=== What this task involves ===
Give again every line from the one with "Would you mind spotting the white" through the last line of the data, exactly, and leave out the lines before it.

Referring expression pointing data:
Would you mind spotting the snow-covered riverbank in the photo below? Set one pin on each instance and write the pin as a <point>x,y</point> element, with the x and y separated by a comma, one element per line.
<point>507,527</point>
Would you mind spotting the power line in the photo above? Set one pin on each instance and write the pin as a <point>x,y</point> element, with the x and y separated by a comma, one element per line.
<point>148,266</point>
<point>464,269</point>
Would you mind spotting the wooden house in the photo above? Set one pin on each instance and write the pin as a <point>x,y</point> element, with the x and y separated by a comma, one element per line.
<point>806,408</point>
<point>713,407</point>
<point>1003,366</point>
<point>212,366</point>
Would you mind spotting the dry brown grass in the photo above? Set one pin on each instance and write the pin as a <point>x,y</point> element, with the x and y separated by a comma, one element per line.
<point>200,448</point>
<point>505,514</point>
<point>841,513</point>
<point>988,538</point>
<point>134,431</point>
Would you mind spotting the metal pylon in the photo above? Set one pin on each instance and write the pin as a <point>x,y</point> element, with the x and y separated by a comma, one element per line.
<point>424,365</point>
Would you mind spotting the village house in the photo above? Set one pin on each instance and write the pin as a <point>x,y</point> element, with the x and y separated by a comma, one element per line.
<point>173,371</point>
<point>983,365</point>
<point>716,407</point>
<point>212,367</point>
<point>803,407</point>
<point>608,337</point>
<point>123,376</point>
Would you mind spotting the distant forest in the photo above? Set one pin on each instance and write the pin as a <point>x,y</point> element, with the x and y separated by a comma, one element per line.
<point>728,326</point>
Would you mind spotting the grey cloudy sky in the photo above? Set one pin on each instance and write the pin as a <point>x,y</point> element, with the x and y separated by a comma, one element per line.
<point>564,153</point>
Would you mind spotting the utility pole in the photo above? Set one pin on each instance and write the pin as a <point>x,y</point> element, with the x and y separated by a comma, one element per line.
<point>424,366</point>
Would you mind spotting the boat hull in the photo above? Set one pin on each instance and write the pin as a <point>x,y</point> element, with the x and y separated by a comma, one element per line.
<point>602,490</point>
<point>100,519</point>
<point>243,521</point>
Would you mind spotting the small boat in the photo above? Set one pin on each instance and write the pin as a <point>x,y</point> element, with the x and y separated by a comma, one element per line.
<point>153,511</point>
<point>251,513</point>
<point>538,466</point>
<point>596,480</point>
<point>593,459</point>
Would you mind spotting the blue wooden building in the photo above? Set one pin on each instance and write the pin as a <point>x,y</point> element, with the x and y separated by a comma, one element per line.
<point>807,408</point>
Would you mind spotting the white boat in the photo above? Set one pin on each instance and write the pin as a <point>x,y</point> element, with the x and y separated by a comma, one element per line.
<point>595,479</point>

=== Written reply ===
Would you mind spotting the white boat in the photo above? Set one pin on each instance and write the pin as a <point>x,y</point> element, with the x and y separated by a comma, one element per line.
<point>595,479</point>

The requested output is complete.